# What this task involves
Count the lines in the listing below that contain the string "even", treating uppercase and lowercase as different. Reply with the number alone.

# Record list
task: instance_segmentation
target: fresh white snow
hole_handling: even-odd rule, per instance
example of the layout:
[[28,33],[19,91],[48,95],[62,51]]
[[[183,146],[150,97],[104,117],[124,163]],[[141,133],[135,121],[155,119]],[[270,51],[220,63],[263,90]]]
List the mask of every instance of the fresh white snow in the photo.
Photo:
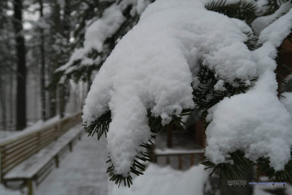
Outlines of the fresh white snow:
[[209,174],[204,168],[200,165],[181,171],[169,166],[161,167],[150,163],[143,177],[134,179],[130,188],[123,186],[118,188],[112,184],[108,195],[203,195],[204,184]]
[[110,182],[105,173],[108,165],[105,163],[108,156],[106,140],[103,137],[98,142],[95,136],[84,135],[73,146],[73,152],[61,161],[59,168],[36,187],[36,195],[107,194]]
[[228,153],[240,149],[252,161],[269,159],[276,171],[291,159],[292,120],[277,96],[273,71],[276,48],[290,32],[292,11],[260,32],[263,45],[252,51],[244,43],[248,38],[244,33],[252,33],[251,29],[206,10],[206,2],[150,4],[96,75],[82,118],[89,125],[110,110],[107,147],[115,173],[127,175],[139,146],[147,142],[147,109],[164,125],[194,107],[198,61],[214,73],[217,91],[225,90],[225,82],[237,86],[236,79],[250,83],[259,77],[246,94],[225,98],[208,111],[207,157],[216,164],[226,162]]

---

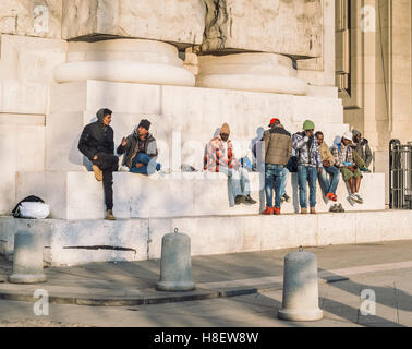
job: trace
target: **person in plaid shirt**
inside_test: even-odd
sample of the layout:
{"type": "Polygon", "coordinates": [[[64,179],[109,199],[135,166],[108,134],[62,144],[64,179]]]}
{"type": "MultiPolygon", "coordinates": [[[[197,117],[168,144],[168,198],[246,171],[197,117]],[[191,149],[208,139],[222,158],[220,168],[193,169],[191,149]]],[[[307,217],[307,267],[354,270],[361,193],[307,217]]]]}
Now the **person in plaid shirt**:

# Answer to this task
2